• **YOUR TASK**:
Count the lines in the listing below that contain the string "shorts", and reply with that number alone.

• **EXTRACTED RECORDS**:
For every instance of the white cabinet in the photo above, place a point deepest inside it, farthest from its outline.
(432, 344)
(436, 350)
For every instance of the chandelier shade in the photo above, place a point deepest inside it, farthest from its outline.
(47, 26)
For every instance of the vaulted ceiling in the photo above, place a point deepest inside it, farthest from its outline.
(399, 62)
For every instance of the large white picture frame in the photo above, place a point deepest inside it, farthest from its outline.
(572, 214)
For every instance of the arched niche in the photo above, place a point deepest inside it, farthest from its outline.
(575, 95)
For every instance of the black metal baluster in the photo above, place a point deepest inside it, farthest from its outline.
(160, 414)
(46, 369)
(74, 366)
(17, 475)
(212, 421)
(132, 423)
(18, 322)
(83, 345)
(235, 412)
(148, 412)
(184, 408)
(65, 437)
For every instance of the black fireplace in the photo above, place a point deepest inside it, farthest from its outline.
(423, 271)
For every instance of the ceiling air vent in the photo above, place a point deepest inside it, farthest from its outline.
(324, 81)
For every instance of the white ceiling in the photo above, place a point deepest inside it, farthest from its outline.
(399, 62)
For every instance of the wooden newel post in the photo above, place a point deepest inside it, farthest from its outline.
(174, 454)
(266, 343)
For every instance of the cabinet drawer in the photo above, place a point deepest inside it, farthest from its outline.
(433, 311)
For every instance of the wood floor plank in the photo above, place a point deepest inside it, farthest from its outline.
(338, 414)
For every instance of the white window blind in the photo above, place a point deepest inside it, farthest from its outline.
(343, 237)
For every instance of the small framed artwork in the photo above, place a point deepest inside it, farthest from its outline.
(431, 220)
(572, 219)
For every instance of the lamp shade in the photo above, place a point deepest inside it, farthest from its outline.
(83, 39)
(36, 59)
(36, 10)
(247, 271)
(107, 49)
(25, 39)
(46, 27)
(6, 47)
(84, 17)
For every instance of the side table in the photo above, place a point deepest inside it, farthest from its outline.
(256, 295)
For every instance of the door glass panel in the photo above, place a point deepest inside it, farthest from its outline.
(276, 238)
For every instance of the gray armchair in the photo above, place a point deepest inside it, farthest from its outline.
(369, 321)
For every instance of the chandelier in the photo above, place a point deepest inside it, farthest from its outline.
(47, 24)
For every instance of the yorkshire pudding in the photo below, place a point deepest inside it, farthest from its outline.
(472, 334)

...

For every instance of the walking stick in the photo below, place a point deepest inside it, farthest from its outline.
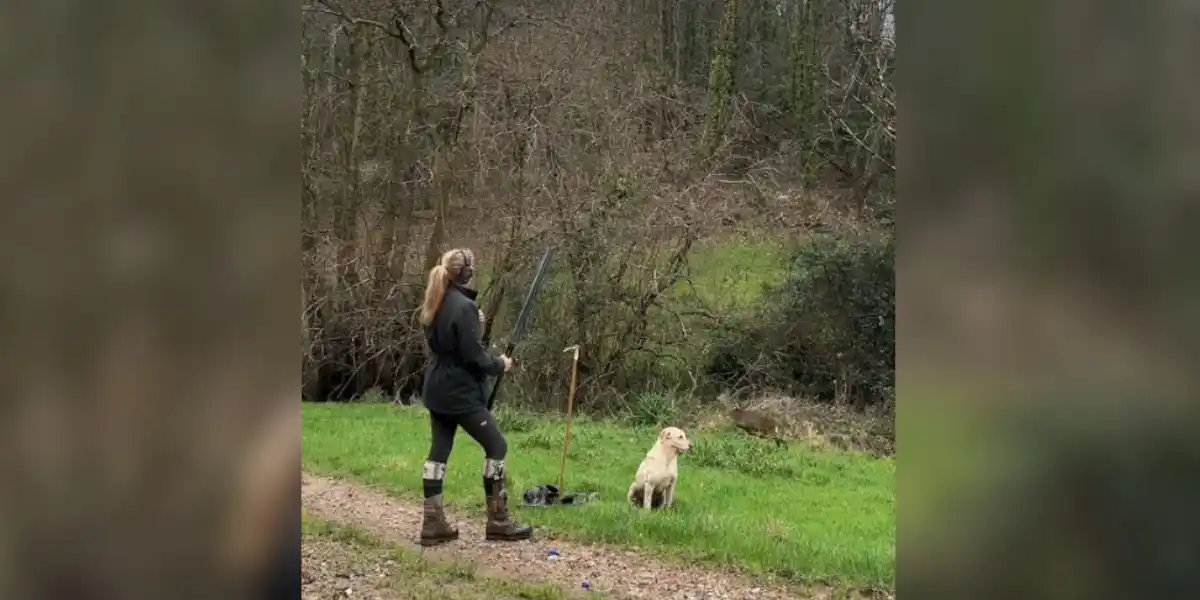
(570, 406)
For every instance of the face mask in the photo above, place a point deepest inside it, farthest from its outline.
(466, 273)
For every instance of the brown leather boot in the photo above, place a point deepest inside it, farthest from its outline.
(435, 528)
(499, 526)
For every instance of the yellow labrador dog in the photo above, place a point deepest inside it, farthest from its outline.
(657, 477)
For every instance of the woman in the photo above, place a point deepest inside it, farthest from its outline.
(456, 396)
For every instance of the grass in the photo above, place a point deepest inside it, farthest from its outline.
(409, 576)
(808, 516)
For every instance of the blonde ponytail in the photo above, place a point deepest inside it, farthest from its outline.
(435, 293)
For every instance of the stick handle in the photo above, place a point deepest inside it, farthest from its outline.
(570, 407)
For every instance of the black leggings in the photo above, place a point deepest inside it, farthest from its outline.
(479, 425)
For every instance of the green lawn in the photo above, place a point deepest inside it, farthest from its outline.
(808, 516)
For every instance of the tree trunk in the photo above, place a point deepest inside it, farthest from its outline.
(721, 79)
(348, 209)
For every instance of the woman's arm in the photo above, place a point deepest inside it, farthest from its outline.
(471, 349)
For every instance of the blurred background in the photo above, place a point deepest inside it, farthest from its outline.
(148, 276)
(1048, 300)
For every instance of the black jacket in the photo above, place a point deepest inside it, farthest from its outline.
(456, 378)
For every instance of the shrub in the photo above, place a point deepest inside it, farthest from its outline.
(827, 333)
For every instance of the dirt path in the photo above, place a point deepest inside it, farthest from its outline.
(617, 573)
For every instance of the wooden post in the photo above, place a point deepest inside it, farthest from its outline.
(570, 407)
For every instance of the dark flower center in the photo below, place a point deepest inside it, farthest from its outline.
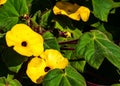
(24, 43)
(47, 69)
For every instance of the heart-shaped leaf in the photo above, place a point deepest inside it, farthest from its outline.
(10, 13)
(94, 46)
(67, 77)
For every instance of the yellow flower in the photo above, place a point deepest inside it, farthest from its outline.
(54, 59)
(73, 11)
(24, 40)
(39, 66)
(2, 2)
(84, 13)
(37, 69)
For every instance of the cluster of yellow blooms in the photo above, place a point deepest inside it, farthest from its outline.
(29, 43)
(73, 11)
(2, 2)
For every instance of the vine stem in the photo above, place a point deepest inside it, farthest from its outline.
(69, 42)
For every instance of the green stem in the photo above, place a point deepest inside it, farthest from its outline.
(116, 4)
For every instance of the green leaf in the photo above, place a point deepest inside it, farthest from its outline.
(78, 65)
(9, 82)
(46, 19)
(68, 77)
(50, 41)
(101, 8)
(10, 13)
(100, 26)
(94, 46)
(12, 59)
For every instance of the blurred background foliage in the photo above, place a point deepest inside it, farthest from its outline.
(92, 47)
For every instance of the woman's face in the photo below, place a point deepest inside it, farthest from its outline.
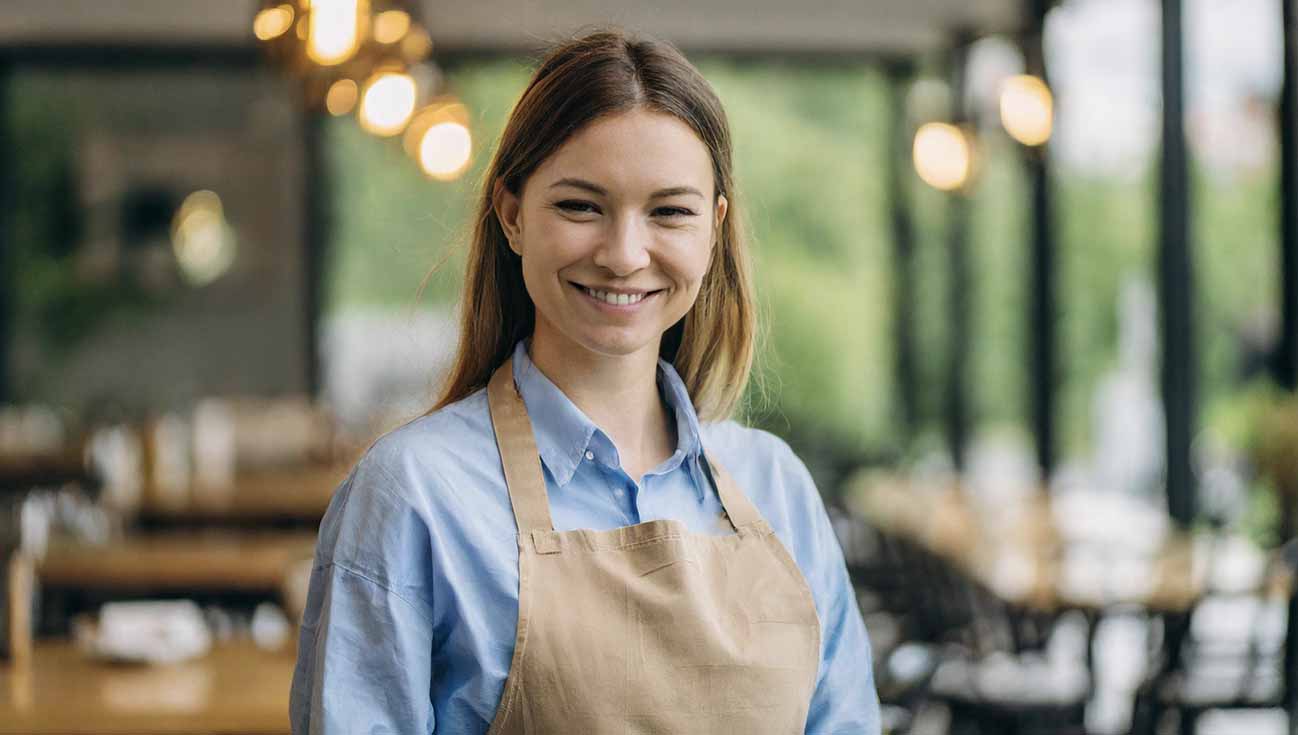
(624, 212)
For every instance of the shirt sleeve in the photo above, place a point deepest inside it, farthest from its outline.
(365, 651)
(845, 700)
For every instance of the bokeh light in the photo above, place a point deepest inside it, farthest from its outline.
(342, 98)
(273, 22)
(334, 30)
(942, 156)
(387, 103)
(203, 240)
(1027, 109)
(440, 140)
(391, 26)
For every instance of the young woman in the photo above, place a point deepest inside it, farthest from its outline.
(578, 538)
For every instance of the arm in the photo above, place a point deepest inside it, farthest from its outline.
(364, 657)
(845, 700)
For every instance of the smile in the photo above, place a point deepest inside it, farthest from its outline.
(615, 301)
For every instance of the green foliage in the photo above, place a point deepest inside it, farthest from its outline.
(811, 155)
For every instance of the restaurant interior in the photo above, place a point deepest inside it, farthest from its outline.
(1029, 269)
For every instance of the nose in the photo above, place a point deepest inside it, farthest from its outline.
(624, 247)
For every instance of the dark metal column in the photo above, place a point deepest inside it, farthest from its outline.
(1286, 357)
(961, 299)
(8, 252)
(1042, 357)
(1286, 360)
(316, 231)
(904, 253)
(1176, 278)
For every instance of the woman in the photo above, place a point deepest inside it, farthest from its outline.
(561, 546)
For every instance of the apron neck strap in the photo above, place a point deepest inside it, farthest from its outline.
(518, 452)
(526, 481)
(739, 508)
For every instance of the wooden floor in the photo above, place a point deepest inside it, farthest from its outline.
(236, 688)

--

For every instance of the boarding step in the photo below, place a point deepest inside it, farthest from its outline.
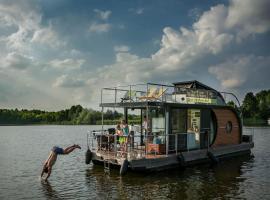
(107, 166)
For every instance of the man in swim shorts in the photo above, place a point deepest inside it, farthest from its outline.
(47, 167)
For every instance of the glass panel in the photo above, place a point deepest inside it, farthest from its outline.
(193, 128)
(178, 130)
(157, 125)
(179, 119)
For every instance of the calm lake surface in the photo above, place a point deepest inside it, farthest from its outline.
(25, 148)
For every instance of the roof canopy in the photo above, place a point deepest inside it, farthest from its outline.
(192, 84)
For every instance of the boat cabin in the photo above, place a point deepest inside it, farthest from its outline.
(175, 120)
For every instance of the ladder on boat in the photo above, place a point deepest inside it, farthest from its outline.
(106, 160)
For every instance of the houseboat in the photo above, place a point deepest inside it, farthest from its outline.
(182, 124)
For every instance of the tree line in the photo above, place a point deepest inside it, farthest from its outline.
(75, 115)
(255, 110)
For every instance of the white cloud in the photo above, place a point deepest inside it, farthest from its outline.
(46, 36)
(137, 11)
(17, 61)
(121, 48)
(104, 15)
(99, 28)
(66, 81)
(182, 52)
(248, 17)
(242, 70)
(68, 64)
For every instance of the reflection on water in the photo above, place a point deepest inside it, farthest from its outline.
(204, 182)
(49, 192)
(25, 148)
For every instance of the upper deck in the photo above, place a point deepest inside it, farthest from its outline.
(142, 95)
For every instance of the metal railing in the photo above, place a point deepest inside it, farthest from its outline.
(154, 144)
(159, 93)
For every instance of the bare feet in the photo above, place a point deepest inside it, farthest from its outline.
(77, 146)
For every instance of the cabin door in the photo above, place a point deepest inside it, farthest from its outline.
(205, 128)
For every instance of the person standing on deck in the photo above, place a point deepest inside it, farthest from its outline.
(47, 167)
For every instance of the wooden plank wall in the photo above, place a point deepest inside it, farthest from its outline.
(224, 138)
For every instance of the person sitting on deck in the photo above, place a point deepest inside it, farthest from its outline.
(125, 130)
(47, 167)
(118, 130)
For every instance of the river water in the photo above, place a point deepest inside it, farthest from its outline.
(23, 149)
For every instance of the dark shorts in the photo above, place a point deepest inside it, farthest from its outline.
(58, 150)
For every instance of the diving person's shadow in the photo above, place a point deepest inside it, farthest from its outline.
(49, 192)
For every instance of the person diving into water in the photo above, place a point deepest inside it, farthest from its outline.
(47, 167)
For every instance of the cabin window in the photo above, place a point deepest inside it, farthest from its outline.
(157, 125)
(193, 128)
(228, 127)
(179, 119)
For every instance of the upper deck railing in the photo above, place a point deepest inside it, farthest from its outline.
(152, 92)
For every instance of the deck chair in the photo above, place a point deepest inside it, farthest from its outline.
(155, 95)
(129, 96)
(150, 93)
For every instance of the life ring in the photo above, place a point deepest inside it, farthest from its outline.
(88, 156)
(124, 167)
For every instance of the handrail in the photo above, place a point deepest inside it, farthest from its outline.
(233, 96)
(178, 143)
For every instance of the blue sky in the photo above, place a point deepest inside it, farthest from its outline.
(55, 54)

• **WORKED SOLUTION**:
2